Transcribe all the records exactly and omit any images they hold.

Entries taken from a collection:
============

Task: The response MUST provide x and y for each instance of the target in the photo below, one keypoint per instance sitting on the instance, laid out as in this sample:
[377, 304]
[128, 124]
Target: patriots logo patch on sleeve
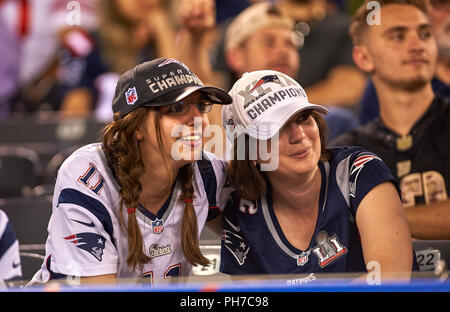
[235, 243]
[356, 168]
[90, 242]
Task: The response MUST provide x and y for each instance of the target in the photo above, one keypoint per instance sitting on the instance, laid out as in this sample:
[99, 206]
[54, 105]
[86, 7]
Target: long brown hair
[253, 186]
[122, 150]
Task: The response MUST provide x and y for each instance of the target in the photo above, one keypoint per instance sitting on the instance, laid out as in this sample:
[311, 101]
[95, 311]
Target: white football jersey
[10, 267]
[85, 237]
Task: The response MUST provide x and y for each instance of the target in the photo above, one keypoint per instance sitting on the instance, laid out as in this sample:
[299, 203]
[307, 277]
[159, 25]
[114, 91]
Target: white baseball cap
[263, 101]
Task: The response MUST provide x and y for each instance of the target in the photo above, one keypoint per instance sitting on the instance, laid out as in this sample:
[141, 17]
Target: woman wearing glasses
[126, 208]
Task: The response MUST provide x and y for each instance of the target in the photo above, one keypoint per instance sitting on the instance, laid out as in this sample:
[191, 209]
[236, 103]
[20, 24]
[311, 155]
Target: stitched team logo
[356, 168]
[131, 96]
[158, 226]
[235, 243]
[303, 258]
[90, 242]
[265, 79]
[328, 249]
[170, 60]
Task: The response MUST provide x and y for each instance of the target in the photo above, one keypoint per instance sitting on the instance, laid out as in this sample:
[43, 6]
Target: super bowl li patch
[131, 96]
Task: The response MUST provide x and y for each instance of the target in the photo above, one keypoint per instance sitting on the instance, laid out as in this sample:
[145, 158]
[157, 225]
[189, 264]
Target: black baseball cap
[160, 82]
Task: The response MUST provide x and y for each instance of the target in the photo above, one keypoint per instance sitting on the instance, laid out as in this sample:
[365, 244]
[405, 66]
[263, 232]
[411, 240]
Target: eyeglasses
[181, 107]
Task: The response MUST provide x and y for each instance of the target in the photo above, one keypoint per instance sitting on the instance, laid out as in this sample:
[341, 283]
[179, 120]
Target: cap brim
[266, 128]
[216, 95]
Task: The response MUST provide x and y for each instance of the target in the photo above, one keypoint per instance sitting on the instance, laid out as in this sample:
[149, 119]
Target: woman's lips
[302, 153]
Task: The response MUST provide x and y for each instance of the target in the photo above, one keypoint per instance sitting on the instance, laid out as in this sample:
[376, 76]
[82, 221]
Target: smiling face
[401, 50]
[299, 146]
[181, 128]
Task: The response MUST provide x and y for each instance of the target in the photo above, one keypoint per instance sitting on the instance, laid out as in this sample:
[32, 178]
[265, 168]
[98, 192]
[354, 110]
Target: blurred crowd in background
[66, 56]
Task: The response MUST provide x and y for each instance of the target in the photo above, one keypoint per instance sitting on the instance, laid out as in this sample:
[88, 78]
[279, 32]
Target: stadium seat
[50, 171]
[29, 217]
[20, 170]
[31, 262]
[429, 252]
[49, 128]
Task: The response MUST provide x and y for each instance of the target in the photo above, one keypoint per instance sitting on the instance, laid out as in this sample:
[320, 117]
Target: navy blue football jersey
[419, 160]
[253, 241]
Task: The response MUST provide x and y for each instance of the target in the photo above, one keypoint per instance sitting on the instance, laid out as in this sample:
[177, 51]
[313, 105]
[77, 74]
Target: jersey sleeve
[236, 255]
[10, 266]
[367, 170]
[81, 239]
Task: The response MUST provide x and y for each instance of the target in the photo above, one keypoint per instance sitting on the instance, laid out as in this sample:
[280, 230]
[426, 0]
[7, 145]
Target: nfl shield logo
[158, 226]
[303, 258]
[131, 96]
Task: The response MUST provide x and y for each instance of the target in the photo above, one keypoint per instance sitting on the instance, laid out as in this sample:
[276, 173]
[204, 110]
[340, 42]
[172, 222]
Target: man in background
[411, 134]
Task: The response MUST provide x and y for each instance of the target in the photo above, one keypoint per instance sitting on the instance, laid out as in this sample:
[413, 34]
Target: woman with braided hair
[134, 205]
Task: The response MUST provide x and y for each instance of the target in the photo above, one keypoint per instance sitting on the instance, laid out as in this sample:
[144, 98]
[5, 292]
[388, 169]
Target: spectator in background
[439, 16]
[411, 134]
[129, 32]
[10, 267]
[326, 68]
[262, 37]
[326, 61]
[9, 69]
[34, 25]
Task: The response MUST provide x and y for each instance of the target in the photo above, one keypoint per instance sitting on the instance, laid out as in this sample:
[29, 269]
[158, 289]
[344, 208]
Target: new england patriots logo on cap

============

THE REPLY:
Task: The response MUST provide x and y for each instance of the target in the photo below, one keypoint per instance sitting on the instance, laid out as in this sample:
[377, 304]
[128, 124]
Target: patriots logo patch on sleeve
[235, 243]
[356, 168]
[90, 242]
Task: The response MUST provide x and y for each instance of the target in the photo above, one keypoint per instance sitting on the instance, laid out as in this sample:
[99, 206]
[54, 105]
[86, 7]
Target: long brown hair
[253, 186]
[122, 150]
Task: The response MUST provide x and y for each instance of the target in the photo above, one keypoint per instance sitting on the instance, laid out as in this sample:
[311, 101]
[95, 311]
Target: white football jersey
[10, 267]
[85, 237]
Task: The response MUST provide x and y for each instance of the target in the photo above, one keypoint per instance sitting on the instance, laid out as in this sample:
[299, 203]
[307, 277]
[159, 25]
[114, 91]
Target: white baseball cap
[263, 101]
Task: The response MUST provide x and y for each instance of the target in the photo above, one keypoint per instance sitting on the instance, laid out as in this sample:
[141, 17]
Target: woman wearing glasses
[126, 208]
Task: The response MUST provide x and y for each instance of the target in the photo above, one keypoint per instance sitting on the instance, laid out as in this sample:
[191, 209]
[236, 103]
[20, 24]
[311, 155]
Target: stitched team logo
[356, 168]
[131, 96]
[158, 226]
[235, 243]
[303, 258]
[90, 242]
[265, 79]
[328, 249]
[170, 60]
Task: The response MUST provide x and y for each instance of the target in the photo above, one keypoint per instance sitting on the instance, laid out as in this sample:
[43, 6]
Target: super bowl li patch
[131, 96]
Task: The response MUST provide x and y for each instance of the target in the photo above, one keypoint per instance sitting on the instance, laid out as in this sample:
[145, 158]
[157, 225]
[189, 264]
Target: black baseball cap
[160, 82]
Task: The response MUST provide x and y for each instance of the target in the photo above, one keypoint per instance sitting on the instance, laid out as in this sample:
[365, 244]
[405, 66]
[263, 232]
[411, 240]
Target: eyeglasses
[181, 107]
Task: The response MUST provide x and y for each instance of the target in the photo above, one keypoint per instance sitting on the instance, laid out as in this sample:
[341, 283]
[179, 120]
Target: cap brim
[266, 128]
[216, 95]
Task: The response MUST provide x and y for each instance of the target in the photo above, one keypoint per instance sitting on the instance, laid out as in this sample:
[149, 119]
Target: woman's lips
[302, 153]
Task: The response MUST provide x and y for each instance of the target in the photo above, one keypoint per instance sitting on the instance, laid out as in this sample:
[376, 76]
[82, 221]
Target: smiling face
[401, 50]
[299, 146]
[181, 128]
Task: The response MUST provide x and y for each instance of the target in the photo above, one keypoint per instance sitting on the instance, laid out as in this sample:
[32, 178]
[265, 168]
[98, 192]
[354, 110]
Target: blurred crowd in background
[66, 56]
Task: The response MUST provide x and y for each instance of the target in the photo above, one keypoint per instance sitting on the instance, laid out as in this sample:
[88, 78]
[279, 32]
Target: stadium seat
[50, 171]
[29, 217]
[20, 170]
[31, 262]
[429, 252]
[49, 128]
Task: The response MUST provide x and y for each instance of the target in the photo above, one keypoint per instance sitting on the instance, laid out as in this sample:
[320, 117]
Target: navy blue football jersey
[419, 160]
[253, 241]
Task: The response MUST provide x and y for each instance of the target in the photo above, one keypoint per instance sitting on the instance, laid out as in this sample:
[177, 51]
[313, 105]
[77, 74]
Target: jersey sleeve
[236, 255]
[10, 266]
[367, 170]
[81, 239]
Task: The response MUST provide x and y for each instance of the target in the photo above, one keypoint per instance sitting on the instance, laid out as in this sample:
[280, 230]
[426, 0]
[7, 145]
Target: nfl shield logo
[158, 226]
[303, 258]
[131, 96]
Task: The response MUST provide x and y for each instance of the target in the photo above, one keypoint per instance sitting on the instance, laid out as in this sample:
[276, 173]
[204, 110]
[340, 42]
[172, 222]
Target: man in background
[411, 134]
Task: The response MUST provide x and y for each instance of the target in the photo above, one keypoint per instance sitting on the instance, laid out as in this sample:
[413, 34]
Target: woman with braided hair
[134, 205]
Task: The response MUST provide x and y for each instance of the target in the photo above, one keypoint per instance sitting on the instance, laid out as in this sample:
[144, 98]
[5, 292]
[388, 169]
Target: spectator in background
[439, 16]
[411, 134]
[129, 32]
[10, 267]
[326, 68]
[262, 37]
[326, 61]
[9, 69]
[34, 25]
Task: The response MUST provide x and y for each instance of the target in the photo above, one keypoint per instance sitting on the instance, laid out as in this sample:
[29, 269]
[158, 289]
[344, 208]
Target: new england patriots logo on cap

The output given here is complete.